*What needs to be done*
In the passage on business data security below, when does it say Microsoft will end support for Windows 8.1?

*Passage provided*

————

Bear in mind that software vendors stop providing security updates on products they no longer support. For instance, Microsoft will end support for Windows 8.1 in January 2023. This is why it’s important to upgrade.
Guarding one of your business’ greatest assets – customer data
Keeping your customers’ information under lock and key is not just essential because many countries have legislation to impose fines on those who are careless. Your reputation is also on the line.
The Payment Card Industry Security Standards Council offers a data security evaluation tool to help you assess how safe your payment processes are.
Out with the old, in with the new? Not so fast.
Just as you shred sensitive, old documents to ensure they don’t fall into the wrong hands, you need to do the same with your digital information. That means wiping all data from hard drives and portable media before donating, recycling or destroying them.
As already mentioned, you need to update and upgrade the software. But don’t leave old or unused applications on your business network, as they can act as a backdoor for hackers.
The same policy should apply to people. Whenever anyone leaves the company or changes their role, delete their old accounts and passwords as diligently as you collect ID badges and office keys.

————

*Material supplied*
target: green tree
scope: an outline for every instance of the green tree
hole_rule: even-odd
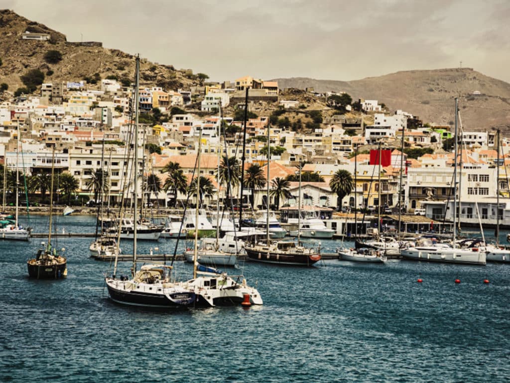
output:
[[[97,202],[98,196],[106,195],[110,189],[110,179],[108,173],[103,169],[96,169],[92,172],[92,177],[85,181],[85,187],[87,190],[92,190],[94,193],[94,200]]]
[[[339,210],[342,209],[342,200],[351,192],[353,185],[352,175],[344,169],[337,171],[329,181],[329,187],[332,191],[338,196],[337,204]]]
[[[62,54],[58,51],[48,51],[44,54],[44,61],[48,64],[58,64],[62,59]]]
[[[28,94],[30,91],[27,88],[18,88],[14,92],[14,97],[19,97],[21,94]]]
[[[177,162],[170,161],[166,164],[163,168],[163,173],[167,173],[168,178],[165,180],[163,185],[163,190],[165,193],[169,190],[171,190],[173,194],[173,206],[174,207],[177,206],[177,193],[180,192],[182,193],[186,192],[188,187],[188,180],[184,175],[184,172],[181,166]]]
[[[289,174],[287,176],[288,181],[296,182],[299,180],[299,174]],[[317,172],[303,172],[301,174],[301,180],[306,182],[323,182],[324,177]]]
[[[195,177],[188,186],[188,192],[191,194],[196,194],[196,182],[197,178]],[[200,193],[199,193],[199,201],[200,204],[202,204],[204,196],[207,194],[212,194],[214,193],[214,185],[209,178],[200,176]]]
[[[407,155],[408,158],[416,159],[424,154],[432,154],[434,150],[431,148],[405,148],[404,153]]]
[[[266,184],[266,177],[258,163],[251,164],[246,169],[244,174],[244,184],[251,189],[250,203],[252,209],[255,200],[255,189],[262,188]]]
[[[181,109],[177,106],[172,106],[170,110],[170,115],[173,116],[174,114],[186,114],[186,111]]]
[[[271,146],[271,155],[272,156],[281,156],[282,154],[285,152],[287,149],[281,146]],[[267,156],[267,145],[264,145],[262,149],[259,151],[259,154],[261,156]]]
[[[232,188],[239,185],[241,181],[241,164],[239,160],[234,156],[230,158],[223,156],[220,163],[219,172],[217,172],[216,173],[216,179],[218,180],[218,183],[226,185],[225,195],[228,200]]]
[[[271,181],[272,188],[269,194],[274,197],[274,205],[276,209],[280,207],[280,201],[284,198],[289,199],[292,197],[289,188],[290,183],[285,178],[277,177]]]
[[[196,74],[196,78],[198,79],[198,81],[200,82],[200,84],[202,85],[203,85],[203,82],[209,78],[209,76],[205,73],[197,73]]]
[[[341,111],[346,110],[346,107],[352,102],[352,98],[346,93],[332,94],[327,98],[327,104]]]
[[[31,193],[35,193],[37,190],[40,190],[41,192],[41,198],[42,200],[44,199],[46,192],[49,190],[51,185],[52,175],[42,172],[33,174],[28,182],[29,190],[30,190]]]
[[[64,172],[59,178],[59,189],[63,198],[67,199],[67,203],[71,204],[71,197],[78,190],[80,183],[76,178],[68,172]]]
[[[33,92],[44,81],[44,74],[38,69],[31,69],[20,78],[27,89]]]
[[[455,137],[450,137],[443,140],[443,149],[445,152],[450,152],[455,146]]]
[[[258,116],[253,112],[250,112],[249,110],[248,111],[247,118],[248,119],[250,118],[256,118]],[[234,113],[234,119],[235,121],[244,121],[244,109],[238,109],[236,110],[235,113]]]
[[[153,153],[161,154],[161,147],[155,143],[146,143],[145,149],[149,151],[149,154],[152,154]]]
[[[145,185],[145,192],[147,193],[147,203],[150,202],[150,195],[154,193],[154,195],[158,199],[158,195],[161,191],[161,179],[158,176],[154,173],[149,174],[145,180],[143,184]]]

————

*Answer box*
January 2023